━━━━━ WORKING DATA ━━━━━

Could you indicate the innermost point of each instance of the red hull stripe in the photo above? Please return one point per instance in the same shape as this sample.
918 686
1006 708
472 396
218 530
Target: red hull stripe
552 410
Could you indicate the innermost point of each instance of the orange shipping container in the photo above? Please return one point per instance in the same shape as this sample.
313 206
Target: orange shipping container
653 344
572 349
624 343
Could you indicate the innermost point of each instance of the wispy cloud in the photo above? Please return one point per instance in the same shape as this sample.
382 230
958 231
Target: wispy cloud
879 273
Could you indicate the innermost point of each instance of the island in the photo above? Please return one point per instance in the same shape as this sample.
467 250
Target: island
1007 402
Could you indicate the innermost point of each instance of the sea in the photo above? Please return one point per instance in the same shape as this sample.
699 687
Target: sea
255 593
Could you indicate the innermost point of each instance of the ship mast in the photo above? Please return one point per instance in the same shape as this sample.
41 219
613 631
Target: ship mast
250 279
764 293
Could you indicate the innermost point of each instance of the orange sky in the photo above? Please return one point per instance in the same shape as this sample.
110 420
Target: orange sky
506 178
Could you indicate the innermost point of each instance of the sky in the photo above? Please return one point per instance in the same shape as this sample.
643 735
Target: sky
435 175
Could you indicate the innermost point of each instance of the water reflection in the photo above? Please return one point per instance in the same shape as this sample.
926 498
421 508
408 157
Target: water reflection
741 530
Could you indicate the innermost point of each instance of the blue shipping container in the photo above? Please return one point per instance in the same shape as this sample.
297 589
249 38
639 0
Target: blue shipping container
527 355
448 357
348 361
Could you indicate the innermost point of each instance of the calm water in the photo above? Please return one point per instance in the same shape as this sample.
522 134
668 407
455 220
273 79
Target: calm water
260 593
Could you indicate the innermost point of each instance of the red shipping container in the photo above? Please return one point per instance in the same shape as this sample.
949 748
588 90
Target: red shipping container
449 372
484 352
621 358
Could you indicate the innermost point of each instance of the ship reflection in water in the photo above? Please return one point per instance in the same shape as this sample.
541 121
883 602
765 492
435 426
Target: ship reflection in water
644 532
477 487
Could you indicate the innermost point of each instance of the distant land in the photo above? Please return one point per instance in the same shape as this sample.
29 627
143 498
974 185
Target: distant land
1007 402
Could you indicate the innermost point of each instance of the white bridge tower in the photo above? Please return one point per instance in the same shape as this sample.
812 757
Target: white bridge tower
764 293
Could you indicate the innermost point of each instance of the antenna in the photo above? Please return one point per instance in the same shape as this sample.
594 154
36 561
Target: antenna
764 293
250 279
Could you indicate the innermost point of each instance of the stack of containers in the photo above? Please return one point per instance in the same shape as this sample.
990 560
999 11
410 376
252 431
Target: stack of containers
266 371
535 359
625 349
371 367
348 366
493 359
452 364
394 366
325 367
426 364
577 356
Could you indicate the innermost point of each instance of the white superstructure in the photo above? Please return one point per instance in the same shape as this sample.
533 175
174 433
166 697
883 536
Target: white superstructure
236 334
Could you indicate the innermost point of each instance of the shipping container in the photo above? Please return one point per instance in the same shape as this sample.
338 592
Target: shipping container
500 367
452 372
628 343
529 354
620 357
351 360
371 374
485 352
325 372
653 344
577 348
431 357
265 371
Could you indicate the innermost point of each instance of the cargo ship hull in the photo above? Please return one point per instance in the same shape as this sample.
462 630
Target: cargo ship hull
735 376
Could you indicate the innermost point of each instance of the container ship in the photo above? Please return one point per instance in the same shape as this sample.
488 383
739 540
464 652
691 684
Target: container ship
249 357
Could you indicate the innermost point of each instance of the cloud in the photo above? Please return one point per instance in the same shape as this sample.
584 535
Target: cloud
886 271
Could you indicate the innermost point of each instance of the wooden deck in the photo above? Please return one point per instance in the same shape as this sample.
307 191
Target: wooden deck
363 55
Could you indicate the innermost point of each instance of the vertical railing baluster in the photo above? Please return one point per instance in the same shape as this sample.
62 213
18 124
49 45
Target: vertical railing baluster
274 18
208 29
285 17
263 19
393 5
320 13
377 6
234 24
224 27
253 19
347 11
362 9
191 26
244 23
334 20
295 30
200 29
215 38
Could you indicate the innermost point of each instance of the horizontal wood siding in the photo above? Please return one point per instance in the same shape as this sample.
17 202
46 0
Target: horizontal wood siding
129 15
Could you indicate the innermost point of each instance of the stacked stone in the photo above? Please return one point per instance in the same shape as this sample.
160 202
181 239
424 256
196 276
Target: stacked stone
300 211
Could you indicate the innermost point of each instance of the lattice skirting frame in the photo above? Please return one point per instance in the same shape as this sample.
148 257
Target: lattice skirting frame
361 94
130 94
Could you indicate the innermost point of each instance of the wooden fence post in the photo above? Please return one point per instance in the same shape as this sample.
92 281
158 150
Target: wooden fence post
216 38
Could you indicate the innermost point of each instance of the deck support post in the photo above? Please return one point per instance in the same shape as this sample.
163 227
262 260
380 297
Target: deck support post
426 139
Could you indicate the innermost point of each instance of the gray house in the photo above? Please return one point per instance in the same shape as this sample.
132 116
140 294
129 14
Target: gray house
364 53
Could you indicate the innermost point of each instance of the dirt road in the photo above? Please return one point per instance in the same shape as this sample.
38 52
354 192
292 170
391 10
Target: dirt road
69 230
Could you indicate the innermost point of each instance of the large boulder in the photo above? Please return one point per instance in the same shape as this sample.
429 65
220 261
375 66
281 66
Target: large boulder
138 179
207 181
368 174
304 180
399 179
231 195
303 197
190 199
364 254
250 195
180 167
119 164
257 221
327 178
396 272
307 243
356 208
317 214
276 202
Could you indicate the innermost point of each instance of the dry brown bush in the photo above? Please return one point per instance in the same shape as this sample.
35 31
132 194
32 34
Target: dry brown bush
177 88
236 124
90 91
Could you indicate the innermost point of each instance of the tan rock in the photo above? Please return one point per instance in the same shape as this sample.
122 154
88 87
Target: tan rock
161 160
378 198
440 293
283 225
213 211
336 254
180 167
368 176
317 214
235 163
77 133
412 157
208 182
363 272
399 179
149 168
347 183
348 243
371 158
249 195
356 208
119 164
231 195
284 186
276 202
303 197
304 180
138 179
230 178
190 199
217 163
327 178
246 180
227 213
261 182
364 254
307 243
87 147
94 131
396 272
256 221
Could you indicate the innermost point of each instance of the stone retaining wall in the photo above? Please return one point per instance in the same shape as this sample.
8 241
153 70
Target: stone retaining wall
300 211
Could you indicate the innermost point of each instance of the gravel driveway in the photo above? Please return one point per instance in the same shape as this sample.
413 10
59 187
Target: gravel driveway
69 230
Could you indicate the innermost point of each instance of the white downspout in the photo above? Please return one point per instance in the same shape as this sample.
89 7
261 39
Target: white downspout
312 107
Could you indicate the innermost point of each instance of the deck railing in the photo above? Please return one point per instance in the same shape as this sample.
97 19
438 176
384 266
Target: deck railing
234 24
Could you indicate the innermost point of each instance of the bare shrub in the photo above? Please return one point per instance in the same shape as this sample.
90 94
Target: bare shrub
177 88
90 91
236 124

━━━━━

*WORK REQUIRED:* Quote every line of the data, word for word.

*FULL RESPONSE:*
Could you indicate the innermost point of each instance of the red hull stripe in the photo above? Please return one point per instance in the same shape as this sample.
918 686
1006 708
472 396
218 530
Target: red hull stripe
552 410
Could you indicate the innermost point of each instance of the orange shipping container in the photo above? Please return one point per instance in the same shape as this sample.
313 206
Target: orange shipping container
653 344
572 349
624 343
Could you indicate the innermost point of each instance of the wispy cloud in the photo above? Please return one point per instance in the same shape as this sample.
382 230
958 231
Target: wispy cloud
879 273
Could you indicate the innermost point of each instance of the island in the photo above? Please return one point per instance in the same shape as this sample.
467 250
Target: island
1007 402
Could you indicate the innermost point of each instance of the sea in the photo above? Please return one point per instance in the same shape as this sample.
699 687
Target: sea
255 593
Could you indicate the innermost point of each instance of the ship mast in the photo above? Please return one point per instance in the same shape as this sample.
41 219
613 631
Target: ship mast
250 279
764 293
Could you indicate the innermost point of each instance of the orange sky in the photo above? Please return one point per instance in the same shape as this sample.
110 420
Target: orange sky
506 178
Could you indicate the innermost point of each instance of the sky in the photo above? Please return one point per instance in the same shape as this sample.
643 735
Target: sky
435 175
Could you indicate the innermost point of each instance of the water reflection in the photo above? Please return one point per instance in the same shape as this sample.
926 498
421 508
408 157
Target: water reflection
741 530
Could you indicate the innermost point of each instance of the blue shipping container in the photo above? Please return one point per instance in the same shape as this sample.
297 589
249 38
639 0
Target: blue shipping container
527 355
448 357
348 361
Could you indicate the innermost point of each instance of the calm water in the photo above? Please return one point per instance in the same shape as this sample.
522 134
668 407
455 220
273 79
Target: calm water
260 593
Could you indicate the innermost point of each instance of the red shipping container in the photo above? Please return one point per instance in the same shape as this sample.
949 748
588 90
Target: red shipping container
449 372
484 352
621 358
Could you indicate the innermost point of each instance of the ship reflection in water in the photo above? Please return one point per instance in the same shape as this sample.
541 121
883 602
765 492
435 426
Target: ship reflection in water
644 532
477 487
Could you indicate the innermost point of each instance of the distant land in the photo above? Please return one point per instance in the same shape as this sample.
29 627
143 498
974 185
Target: distant land
1007 402
Could you indicate the innermost point of each instance of the white bridge tower in the photo above? Please return one point per instance in the same shape as this sample.
812 757
Target: white bridge tower
764 293
Could you indicate the innermost point of each instance of the antenna in the photo above? Please return one point per instance in the same shape as this sample.
594 154
36 561
Target: antenna
764 293
250 279
Could you indicate the innermost point of each instance of the stack of containers in the photo above? Please return one point per instance in the same shape as this sample.
990 560
999 11
410 376
252 431
Target: stack of containers
266 371
535 359
625 349
371 367
348 366
493 359
452 364
394 366
325 367
426 364
577 356
Could you indicate the innermost point of each instance of the white superstructure in the photo above? Please return one point per instance in the same shape as this sample.
533 175
174 433
166 697
883 536
Target: white superstructure
236 334
Could you indicate the innermost point of each instance of the shipping container in the photo above? Please return one point per instance in the same shape as this sample.
338 592
Target: shipping container
500 367
452 372
628 343
529 354
620 357
351 360
371 374
485 352
325 372
653 344
577 348
431 357
265 371
Could you indicate the innermost point of each instance of the cargo ship hull in the photo above? Please return one point per instance in the same shape as this sample.
462 630
Target: cargo ship hull
735 376
Could you indicate the innermost point of each instance of the container ship in the photo above? Please return one point per instance in the same shape as this sample.
488 383
739 540
464 652
691 684
Target: container ship
249 357
Could you indicate the innermost point of each instance of the cloud in the photo above? Please return one point per instance in the same shape as this sample.
584 535
Target: cloud
886 271
Could you indicate the innermost point of each instance of the wooden deck in the photo above? Please return one point per instance in the same shape as this sample.
307 191
Target: wooden deck
363 55
Could you indicate the innermost point of each instance of the vertical railing baluster in the photo above? Please return one point per instance in the same shape as this sample.
62 213
18 124
49 45
Target: vertical railing baluster
274 18
208 29
285 17
263 19
393 5
320 13
377 6
234 24
224 27
253 19
347 11
362 9
191 26
244 23
334 20
295 30
200 29
215 38
Could you indicate the innermost point of each instance of the horizontal wood siding in the photo above? Please return one point per instance in the same shape as this sample.
17 202
46 0
Target: horizontal wood siding
129 15
Could you indicate the innermost point of each instance of the stacked stone in the photo above? Please return one point per instance in the same shape as this sample.
160 202
181 239
424 256
196 276
Target: stacked stone
300 211
Could you indicate the innermost point of each instance of the lattice skirting frame in the photo above? Please return one point per instance in the same shape as this sample.
148 257
Target: lattice skirting frame
361 94
130 94
Could you indicate the innermost point of each instance of the wooden fence post in the photo above? Please return one point per instance in the same shape as this sample.
92 281
158 150
Target: wooden fence post
216 38
Could you indicate the innermost point of each instance of the deck support post in the photo above? Please return one point per instance in the same shape as this sample.
163 227
262 260
380 297
Target: deck support post
426 139
Could you indicate the innermost point of each instance of the gray house in the photo above? Please return one point per instance in the same shape as this sample.
132 116
140 294
129 14
Target: gray house
364 53
Could you indicate the innermost point of each instance of the dirt road in the photo above? Please return one point per instance in the same shape as this sample.
38 52
354 192
292 170
391 10
Target: dirt road
69 230
Could you indicate the innermost point of each instance of the large boulder in the photo above? Please return one point per instance in the same shape as this sample.
429 65
220 261
375 66
281 66
Target: large boulder
138 179
207 181
368 174
304 180
399 179
231 195
303 197
190 199
364 254
250 195
180 167
119 164
257 221
327 178
396 272
307 243
356 208
317 214
276 202
Could you indicate the innermost point of each instance of the dry brown bush in the photo above? Please return one point per instance in the same shape as this sample.
35 31
132 194
32 34
Target: dry brown bush
177 88
236 124
90 91
Could you indicate the innermost point of each instance of the tan rock in the photo above? Please return one point per instance in the same shape as this sample.
122 154
88 87
Target: tan rock
161 160
378 198
440 293
283 225
213 211
336 254
180 167
368 176
317 214
235 163
77 133
412 157
208 182
363 272
399 179
149 168
347 183
348 243
371 158
249 195
356 208
119 164
231 195
284 186
276 202
303 197
304 180
138 179
230 178
190 199
217 163
327 178
246 180
227 213
261 182
364 254
307 243
87 147
94 131
396 272
256 221
Could you indicate the innermost point of each instance of the stone retaining wall in the photo above? Please return one point per instance in the same shape as this sample.
8 241
153 70
Target: stone retaining wall
300 211
Could you indicate the innermost point of each instance of the gravel driveway in the photo above? Please return one point per instance in the same shape as this sample.
413 10
59 187
Target: gravel driveway
69 230
Could you indicate the innermost point of each instance of the white downspout in the photo above? Please return one point per instance in the same shape as this sample.
89 7
261 39
Target: white downspout
312 107
Could you indicate the innermost point of each instance of the deck railing in the photo above? Please return one point per instance in the same shape as this sample.
97 19
438 176
384 266
Target: deck railing
234 24
Could you indicate the innermost point of each instance of the bare shrub in the photo above? Please return one point per instance in the same shape as this sample.
90 94
Target: bare shrub
177 88
90 91
236 124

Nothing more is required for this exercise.